Replicate the data exactly, every line included.
◇ ◇ ◇ ◇ ◇
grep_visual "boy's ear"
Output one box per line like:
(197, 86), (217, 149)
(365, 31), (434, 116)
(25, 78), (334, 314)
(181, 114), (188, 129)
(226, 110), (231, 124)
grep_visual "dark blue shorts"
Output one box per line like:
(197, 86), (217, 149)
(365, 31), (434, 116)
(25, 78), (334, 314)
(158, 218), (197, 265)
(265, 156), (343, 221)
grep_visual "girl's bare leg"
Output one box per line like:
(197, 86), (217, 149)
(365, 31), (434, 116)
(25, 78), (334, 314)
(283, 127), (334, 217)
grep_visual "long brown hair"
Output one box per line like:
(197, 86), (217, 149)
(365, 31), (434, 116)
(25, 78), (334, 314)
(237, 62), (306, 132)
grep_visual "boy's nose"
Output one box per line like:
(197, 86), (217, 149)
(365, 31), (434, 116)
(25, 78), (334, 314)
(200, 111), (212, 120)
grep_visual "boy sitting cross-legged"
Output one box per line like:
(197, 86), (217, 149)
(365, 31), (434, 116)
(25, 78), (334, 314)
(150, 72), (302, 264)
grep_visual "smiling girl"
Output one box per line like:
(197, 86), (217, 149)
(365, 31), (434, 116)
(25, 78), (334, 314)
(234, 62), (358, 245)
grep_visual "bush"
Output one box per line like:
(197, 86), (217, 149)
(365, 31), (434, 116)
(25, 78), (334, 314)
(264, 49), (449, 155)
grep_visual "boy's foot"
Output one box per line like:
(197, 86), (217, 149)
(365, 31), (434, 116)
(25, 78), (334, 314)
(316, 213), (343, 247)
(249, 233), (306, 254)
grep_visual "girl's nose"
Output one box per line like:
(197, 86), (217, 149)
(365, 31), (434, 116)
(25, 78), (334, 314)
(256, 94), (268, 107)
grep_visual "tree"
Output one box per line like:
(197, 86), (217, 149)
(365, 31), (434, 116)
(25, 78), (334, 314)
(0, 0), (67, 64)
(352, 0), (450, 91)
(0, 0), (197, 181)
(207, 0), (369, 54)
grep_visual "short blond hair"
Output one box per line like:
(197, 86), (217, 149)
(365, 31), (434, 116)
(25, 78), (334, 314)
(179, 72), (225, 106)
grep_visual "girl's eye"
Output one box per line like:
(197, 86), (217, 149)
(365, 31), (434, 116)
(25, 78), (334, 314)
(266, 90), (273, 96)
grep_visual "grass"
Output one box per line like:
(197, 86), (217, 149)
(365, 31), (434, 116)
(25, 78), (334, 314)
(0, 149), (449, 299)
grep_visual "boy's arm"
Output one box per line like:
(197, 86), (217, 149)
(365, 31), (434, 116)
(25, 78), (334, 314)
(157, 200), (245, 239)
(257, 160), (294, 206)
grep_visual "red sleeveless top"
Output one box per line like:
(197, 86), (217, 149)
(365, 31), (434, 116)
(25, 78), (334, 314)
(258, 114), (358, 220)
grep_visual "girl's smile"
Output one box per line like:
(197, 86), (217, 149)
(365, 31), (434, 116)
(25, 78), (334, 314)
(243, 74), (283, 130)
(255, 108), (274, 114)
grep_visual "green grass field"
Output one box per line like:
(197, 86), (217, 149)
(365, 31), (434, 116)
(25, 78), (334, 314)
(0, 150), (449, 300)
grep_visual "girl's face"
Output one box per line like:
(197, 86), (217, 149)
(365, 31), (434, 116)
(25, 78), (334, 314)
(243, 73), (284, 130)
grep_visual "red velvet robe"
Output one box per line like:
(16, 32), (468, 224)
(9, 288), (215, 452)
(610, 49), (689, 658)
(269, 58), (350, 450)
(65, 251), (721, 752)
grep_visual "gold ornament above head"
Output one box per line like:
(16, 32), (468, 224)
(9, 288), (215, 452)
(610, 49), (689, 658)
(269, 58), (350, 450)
◇ ◇ ◇ ◇ ◇
Exercise solution -
grep_visual "boy's ear"
Output one box per line like:
(197, 86), (217, 149)
(365, 31), (434, 116)
(25, 78), (334, 314)
(181, 114), (188, 129)
(226, 110), (231, 124)
grep_visual "dark blue shorts"
Output one box per line like:
(197, 86), (217, 149)
(365, 31), (434, 116)
(25, 78), (334, 314)
(158, 218), (197, 265)
(265, 156), (343, 221)
grep_visual "girl's bare leg"
Output one box per line like:
(197, 86), (217, 149)
(365, 31), (434, 116)
(25, 78), (334, 314)
(283, 127), (334, 217)
grep_visual "long brown hair"
Output one box per line like:
(197, 86), (217, 149)
(365, 31), (434, 116)
(25, 78), (334, 314)
(237, 62), (306, 132)
grep_visual "boy's nose"
Output one box per line like:
(197, 86), (217, 149)
(365, 31), (434, 116)
(25, 78), (334, 314)
(200, 111), (212, 120)
grep_visual "boy sitting cross-legged"
Output one box per line like:
(197, 86), (217, 149)
(365, 31), (434, 116)
(25, 78), (334, 314)
(150, 72), (302, 264)
grep_visual "smiling girl"
Output one box per line like:
(197, 86), (217, 149)
(365, 31), (434, 116)
(25, 78), (334, 314)
(234, 62), (358, 245)
grep_visual "bush"
Output one box per line like:
(197, 86), (217, 149)
(365, 31), (434, 116)
(25, 78), (334, 314)
(264, 49), (449, 155)
grep_visual "boy's foot"
Output one box per line like:
(197, 86), (217, 149)
(365, 31), (434, 116)
(25, 78), (334, 314)
(316, 213), (343, 247)
(249, 233), (306, 254)
grep_visual "girl's nose"
Output one box per line like:
(197, 86), (217, 149)
(365, 31), (434, 116)
(25, 78), (334, 314)
(256, 94), (268, 107)
grep_visual "tree"
Output one box per line like:
(197, 86), (217, 149)
(365, 31), (434, 116)
(25, 78), (334, 314)
(0, 0), (67, 64)
(352, 0), (450, 91)
(0, 0), (197, 181)
(207, 0), (369, 54)
grep_visual "short blond hair"
Output one box per line like:
(197, 86), (217, 149)
(365, 31), (434, 116)
(25, 78), (334, 314)
(179, 72), (225, 106)
grep_visual "girl's eye"
Output one box per line like:
(197, 86), (217, 149)
(365, 31), (434, 116)
(25, 78), (334, 314)
(266, 90), (273, 96)
grep_visual "grass"
Output one box per line like:
(197, 86), (217, 149)
(365, 31), (434, 116)
(25, 78), (334, 314)
(0, 149), (449, 299)
grep_visual "boy's arm"
Output one box per line like:
(197, 86), (217, 149)
(365, 31), (434, 116)
(25, 78), (334, 314)
(157, 200), (245, 239)
(257, 160), (294, 206)
grep_visual "red sleeveless top"
Output one box per line like:
(197, 86), (217, 149)
(365, 31), (434, 116)
(25, 78), (334, 314)
(258, 114), (358, 220)
grep_visual "girl's smile"
Output one box per line like:
(197, 86), (217, 149)
(365, 31), (434, 116)
(25, 78), (334, 314)
(243, 74), (283, 130)
(255, 108), (274, 114)
grep_visual "green grass field"
Output one box per line like:
(197, 86), (217, 149)
(365, 31), (434, 116)
(25, 78), (334, 314)
(0, 150), (449, 300)
grep_visual "girl's face"
Output one box per line like:
(197, 86), (217, 149)
(365, 31), (434, 116)
(25, 78), (334, 314)
(243, 73), (284, 130)
grep_visual "red velvet robe"
Output one box per line like:
(16, 32), (468, 224)
(9, 288), (215, 452)
(610, 49), (689, 658)
(269, 58), (350, 450)
(65, 251), (721, 752)
grep_visual "gold ornament above head"
Output one box per line like:
(16, 32), (468, 224)
(9, 288), (215, 452)
(610, 49), (689, 658)
(269, 58), (350, 450)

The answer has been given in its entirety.